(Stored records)
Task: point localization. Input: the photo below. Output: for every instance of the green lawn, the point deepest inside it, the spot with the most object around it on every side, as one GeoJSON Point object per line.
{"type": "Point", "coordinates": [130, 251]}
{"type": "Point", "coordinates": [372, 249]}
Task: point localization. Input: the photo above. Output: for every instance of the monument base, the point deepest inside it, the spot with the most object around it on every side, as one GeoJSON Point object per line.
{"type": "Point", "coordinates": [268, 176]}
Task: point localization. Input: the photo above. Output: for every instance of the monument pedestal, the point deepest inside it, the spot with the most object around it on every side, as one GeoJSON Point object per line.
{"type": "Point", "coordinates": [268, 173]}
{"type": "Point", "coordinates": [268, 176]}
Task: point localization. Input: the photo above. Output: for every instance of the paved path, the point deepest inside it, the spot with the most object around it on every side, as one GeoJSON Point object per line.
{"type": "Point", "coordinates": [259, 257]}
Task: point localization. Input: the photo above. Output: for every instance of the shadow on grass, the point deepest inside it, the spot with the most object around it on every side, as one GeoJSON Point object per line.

* Exercise brief *
Shift every point coordinate in the answers of the records above by adding 148 to it, and write out all the lines again, requests included.

* Answer for the task *
Task: point localization. Input: the photo below. Output: for every instance of the green lawn, the point deepest inside it, the spot with the most object around it on every side, as one GeoJSON Point object per line.
{"type": "Point", "coordinates": [278, 399]}
{"type": "Point", "coordinates": [520, 397]}
Task: point localization. Input: the photo above. Output: for every instance of the monument base, the point deepest inside it, the spot with the most object around it on every side, as one GeoJSON Point object per line.
{"type": "Point", "coordinates": [416, 324]}
Task: point localization. Input: the photo above. Output: for every instance of the monument pedestal, the point deepest inside it, the spot with the most object around it on every side, as one GeoJSON Point object per line.
{"type": "Point", "coordinates": [416, 321]}
{"type": "Point", "coordinates": [416, 324]}
Task: point localization. Input: the photo above. Output: for every instance of the paved path, the point deepest inside it, the spot with the most object around it on every side, as one GeoJSON Point object per line.
{"type": "Point", "coordinates": [407, 405]}
Task: point localization. Input: the photo above. Output: for every instance of the shadow on grass, the point deepest inside it, the spot with the most object around it on every side, as one GeoJSON Point object per line.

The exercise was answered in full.